_YOUR GOAL_. Put the stretch of material below, from its start through the line containing "pixel 257 59", into a Markdown table with the columns Row and Line, one numbered row per line, skipping blank lines and leaving out the pictures.

_SUPPLIED DATA_.
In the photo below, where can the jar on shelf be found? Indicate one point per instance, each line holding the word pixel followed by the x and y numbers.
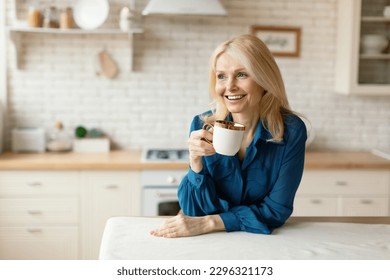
pixel 50 17
pixel 126 19
pixel 34 16
pixel 58 140
pixel 66 18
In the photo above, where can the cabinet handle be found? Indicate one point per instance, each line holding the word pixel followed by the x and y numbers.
pixel 34 230
pixel 166 195
pixel 316 201
pixel 111 187
pixel 34 212
pixel 366 201
pixel 35 184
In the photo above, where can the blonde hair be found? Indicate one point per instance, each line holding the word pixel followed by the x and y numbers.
pixel 257 59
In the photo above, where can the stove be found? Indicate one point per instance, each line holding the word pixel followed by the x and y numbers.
pixel 159 187
pixel 165 155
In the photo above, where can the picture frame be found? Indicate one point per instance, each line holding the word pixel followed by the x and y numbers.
pixel 281 41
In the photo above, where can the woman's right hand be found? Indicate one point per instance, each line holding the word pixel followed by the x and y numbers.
pixel 198 148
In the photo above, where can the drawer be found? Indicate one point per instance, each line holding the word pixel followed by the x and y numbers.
pixel 345 182
pixel 369 206
pixel 315 206
pixel 39 243
pixel 39 211
pixel 38 183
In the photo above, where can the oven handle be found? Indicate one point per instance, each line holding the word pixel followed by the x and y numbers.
pixel 166 195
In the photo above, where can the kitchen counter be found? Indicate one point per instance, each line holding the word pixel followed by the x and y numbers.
pixel 131 160
pixel 128 238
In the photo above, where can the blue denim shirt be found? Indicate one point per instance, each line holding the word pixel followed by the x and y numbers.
pixel 256 194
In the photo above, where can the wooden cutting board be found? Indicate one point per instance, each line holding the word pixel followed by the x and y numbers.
pixel 108 66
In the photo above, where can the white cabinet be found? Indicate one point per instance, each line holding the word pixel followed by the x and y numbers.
pixel 343 193
pixel 356 72
pixel 61 214
pixel 39 215
pixel 106 194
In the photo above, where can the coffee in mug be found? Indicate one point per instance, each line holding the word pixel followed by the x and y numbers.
pixel 227 136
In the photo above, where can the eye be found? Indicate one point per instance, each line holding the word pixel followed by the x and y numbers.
pixel 242 75
pixel 221 77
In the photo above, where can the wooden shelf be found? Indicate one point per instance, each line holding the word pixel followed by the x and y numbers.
pixel 383 56
pixel 74 31
pixel 376 19
pixel 16 32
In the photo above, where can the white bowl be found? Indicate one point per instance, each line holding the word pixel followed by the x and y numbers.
pixel 90 14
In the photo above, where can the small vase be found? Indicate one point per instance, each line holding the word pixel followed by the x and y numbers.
pixel 373 43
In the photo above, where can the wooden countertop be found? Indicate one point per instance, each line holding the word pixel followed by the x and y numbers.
pixel 131 160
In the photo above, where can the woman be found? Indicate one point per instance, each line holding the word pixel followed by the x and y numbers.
pixel 254 190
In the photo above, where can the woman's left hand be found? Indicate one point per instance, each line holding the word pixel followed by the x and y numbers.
pixel 182 226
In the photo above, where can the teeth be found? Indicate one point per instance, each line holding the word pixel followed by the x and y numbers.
pixel 234 97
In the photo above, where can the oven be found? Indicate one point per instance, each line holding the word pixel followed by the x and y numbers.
pixel 159 187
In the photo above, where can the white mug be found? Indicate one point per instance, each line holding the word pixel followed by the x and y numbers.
pixel 227 136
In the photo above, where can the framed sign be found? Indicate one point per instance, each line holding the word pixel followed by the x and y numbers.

_FULL SOLUTION_.
| Row | Line |
|---|---|
| 1 | In the photo below, where can the jar on shelf be found? Indicate one point per instance, each line holding the word pixel followed by the x and y numbers. |
| 2 | pixel 50 17 |
| 3 | pixel 126 19 |
| 4 | pixel 34 16 |
| 5 | pixel 58 140 |
| 6 | pixel 66 18 |
| 7 | In the photo above, where can the cabinet handle be found? Indicate one point per instance, each line holding the word pixel followed by the x and y numbers. |
| 8 | pixel 34 230 |
| 9 | pixel 166 195 |
| 10 | pixel 316 201 |
| 11 | pixel 111 187 |
| 12 | pixel 34 212 |
| 13 | pixel 366 201 |
| 14 | pixel 35 184 |
| 15 | In the photo above, where can the blonde hair be found? Indicate one point per instance, each line holding the word pixel followed by the x and y numbers. |
| 16 | pixel 257 59 |